_INFORMATION GIVEN_
»»

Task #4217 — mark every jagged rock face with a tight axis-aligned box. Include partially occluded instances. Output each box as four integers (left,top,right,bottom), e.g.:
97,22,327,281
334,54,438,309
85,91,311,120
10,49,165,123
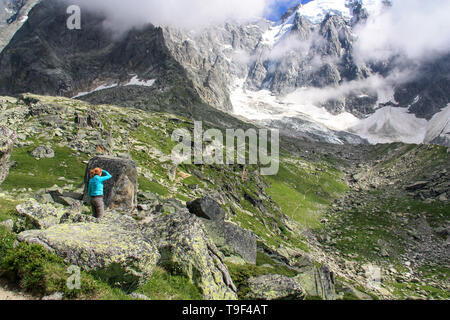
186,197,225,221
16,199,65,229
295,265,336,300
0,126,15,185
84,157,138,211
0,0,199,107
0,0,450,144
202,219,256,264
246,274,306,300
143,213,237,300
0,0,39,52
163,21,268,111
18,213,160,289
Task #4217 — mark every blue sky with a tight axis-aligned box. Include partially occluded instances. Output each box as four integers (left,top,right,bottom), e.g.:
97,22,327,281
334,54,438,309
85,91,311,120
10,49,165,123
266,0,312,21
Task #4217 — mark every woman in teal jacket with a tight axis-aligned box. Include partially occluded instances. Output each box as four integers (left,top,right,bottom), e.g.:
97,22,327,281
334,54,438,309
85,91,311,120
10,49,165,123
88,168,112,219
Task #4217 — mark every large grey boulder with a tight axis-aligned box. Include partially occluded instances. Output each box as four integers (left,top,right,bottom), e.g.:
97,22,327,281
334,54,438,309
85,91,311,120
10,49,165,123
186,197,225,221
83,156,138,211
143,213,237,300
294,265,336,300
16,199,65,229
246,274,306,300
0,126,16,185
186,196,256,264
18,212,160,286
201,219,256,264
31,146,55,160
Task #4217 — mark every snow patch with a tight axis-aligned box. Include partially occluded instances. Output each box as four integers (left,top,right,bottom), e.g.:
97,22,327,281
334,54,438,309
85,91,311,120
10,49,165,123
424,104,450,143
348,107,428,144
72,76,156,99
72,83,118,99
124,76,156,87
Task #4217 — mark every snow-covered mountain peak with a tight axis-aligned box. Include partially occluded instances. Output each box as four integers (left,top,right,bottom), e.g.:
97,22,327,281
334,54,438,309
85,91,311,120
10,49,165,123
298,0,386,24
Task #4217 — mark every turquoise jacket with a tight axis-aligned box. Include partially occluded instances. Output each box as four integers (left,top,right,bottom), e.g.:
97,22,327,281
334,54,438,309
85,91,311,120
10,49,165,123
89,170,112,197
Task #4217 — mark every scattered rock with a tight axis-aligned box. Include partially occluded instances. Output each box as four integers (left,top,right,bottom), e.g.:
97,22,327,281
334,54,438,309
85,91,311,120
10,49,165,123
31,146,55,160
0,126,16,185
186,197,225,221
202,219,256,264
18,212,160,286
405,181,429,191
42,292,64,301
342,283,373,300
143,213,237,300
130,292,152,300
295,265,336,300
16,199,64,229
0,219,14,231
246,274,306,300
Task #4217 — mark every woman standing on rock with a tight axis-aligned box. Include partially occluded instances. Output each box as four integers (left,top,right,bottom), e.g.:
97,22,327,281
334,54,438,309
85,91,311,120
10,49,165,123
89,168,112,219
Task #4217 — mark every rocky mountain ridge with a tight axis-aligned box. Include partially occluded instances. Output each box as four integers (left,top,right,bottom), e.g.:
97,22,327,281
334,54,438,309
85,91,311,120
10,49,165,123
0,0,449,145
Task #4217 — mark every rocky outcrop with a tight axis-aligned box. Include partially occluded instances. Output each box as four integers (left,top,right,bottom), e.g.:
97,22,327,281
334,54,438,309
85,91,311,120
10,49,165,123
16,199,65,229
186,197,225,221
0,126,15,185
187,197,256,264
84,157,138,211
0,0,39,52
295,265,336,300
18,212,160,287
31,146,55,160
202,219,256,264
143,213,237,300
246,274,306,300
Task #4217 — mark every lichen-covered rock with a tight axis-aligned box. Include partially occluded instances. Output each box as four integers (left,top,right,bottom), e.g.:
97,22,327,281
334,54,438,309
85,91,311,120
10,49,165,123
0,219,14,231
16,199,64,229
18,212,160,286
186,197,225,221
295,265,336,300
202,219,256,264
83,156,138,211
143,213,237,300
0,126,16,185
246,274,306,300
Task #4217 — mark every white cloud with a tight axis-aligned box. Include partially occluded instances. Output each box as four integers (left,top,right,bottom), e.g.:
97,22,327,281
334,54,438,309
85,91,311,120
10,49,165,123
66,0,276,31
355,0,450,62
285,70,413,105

««

_STATED PROBLEM_
Could you write out all of the data above again with every "partially occluded" changed to "partly hidden", keeping everything else the same and leaving out the pictures?

_ANSWER_
Task #4217 — mark every jagged rock face with a tight axis-aligned box. Include partly hidden instances. Output each box as four integers (left,top,right,bottom), e.g.:
97,22,327,281
334,54,438,309
85,91,311,120
10,49,165,123
186,197,225,221
16,199,65,229
295,265,336,300
0,126,15,185
84,157,138,211
0,0,199,107
0,0,450,144
202,219,256,264
246,274,306,300
143,213,237,300
0,0,39,52
163,21,268,111
18,213,160,289
Task #4217 — mark every blue sky with a tight axis-aligned box. Include partly hidden instances. Output each box as four integers (left,top,right,bottom), e.g.:
97,22,327,281
334,54,438,309
85,91,311,120
10,49,165,123
266,0,312,21
Task #4217 — mark every woman in teal jacket with a tight axis-aligned box. Include partly hidden instances. Output each box as four integers (left,top,right,bottom), e.g.:
97,22,327,281
334,54,438,309
85,91,311,120
10,49,165,123
88,168,112,219
Task #4217 — mark every large grey boulder with a tight axis-aligned box. Include partly hidden instances. Output each box as four integers (left,top,right,bottom), e.g.:
97,22,327,281
334,54,438,309
85,91,311,120
10,49,165,123
186,197,225,221
83,156,138,211
143,213,237,300
294,265,336,300
16,199,65,229
246,274,306,300
0,126,16,185
186,196,256,264
18,212,160,286
201,219,256,264
31,146,55,160
Task #4217 — mark every snow patch with a tight axis-aligned box. Include partly hidden instances. Output each box as four integers (left,top,right,bottom), e.g.:
97,22,327,281
334,54,438,309
85,91,311,120
10,49,165,123
424,104,450,143
348,107,428,144
72,76,156,99
72,83,118,99
124,76,156,87
Task #4217 — mark every snow-covered mountain peak with a tight axis-aligned box. Include partly hidden instances. Output each box as four integers (left,top,right,bottom), e.g.:
97,22,327,281
334,54,438,309
85,91,311,120
10,49,165,123
298,0,386,24
Task #4217 — mark every turquoise jacket with a tight axis-aligned box. Include partly hidden instances. Output each box as four integers (left,top,right,bottom), e.g.:
97,22,327,281
334,54,438,309
85,91,311,120
10,49,165,123
89,170,112,197
Task #4217 — mark every scattered rock with a tight axis-aligned box. Include partly hidden instances. Output each box as four integers (left,top,right,bottom), e.g.:
97,22,327,281
334,54,438,309
85,91,311,120
10,49,165,123
31,146,55,160
0,126,16,185
186,197,225,221
202,219,256,264
18,212,160,286
405,181,429,191
42,292,64,301
342,283,373,300
143,213,237,300
130,292,152,300
295,265,336,300
16,199,64,229
0,219,14,231
246,274,306,300
Task #4217 — mark every woman standing on rock with a tight axis-aligned box. Include partly hidden instances. Output each box as four integers (left,top,right,bottom), e.g.:
97,22,327,281
334,54,438,309
85,91,311,120
10,49,165,123
89,168,112,219
Task #4217 — mark every rocky mountain ridge with a tight axis-aligned box. Include partly hidden instances. Output each box as four integers (left,top,right,bottom), e.g.:
97,22,327,281
334,54,438,309
85,91,311,120
10,49,165,123
0,0,449,145
Task #4217 — mark every rocky outcrop with a tight axis-aligned box. Include partly hidden instances. Output each box as four integers (left,top,right,bottom), e.g.:
97,22,327,281
334,54,438,309
85,91,311,120
10,49,165,123
16,199,65,229
186,197,225,221
0,126,15,185
187,197,256,264
84,157,138,211
0,0,39,52
295,265,336,300
18,212,160,287
31,146,55,160
202,219,256,264
143,213,237,300
246,274,306,300
Task #4217 — mark every lichen-covered rock with a tight axis-aligned box. Include partly hidden instances. Output each box as four integers (left,top,right,bottom), e.g.:
97,22,327,281
334,54,438,309
85,91,311,120
10,49,165,123
0,219,14,231
16,199,64,229
18,212,160,286
186,197,225,221
295,265,336,300
202,219,256,264
83,156,138,211
143,213,237,300
0,126,16,185
246,274,306,300
Task #4217 — mark every white cloud with a tight axis-aligned box. Include partly hidden instances. Output each box as four integers (left,top,right,bottom), e.g.:
97,22,327,281
334,54,438,309
85,91,311,120
10,49,165,123
66,0,276,31
355,0,450,62
285,70,413,105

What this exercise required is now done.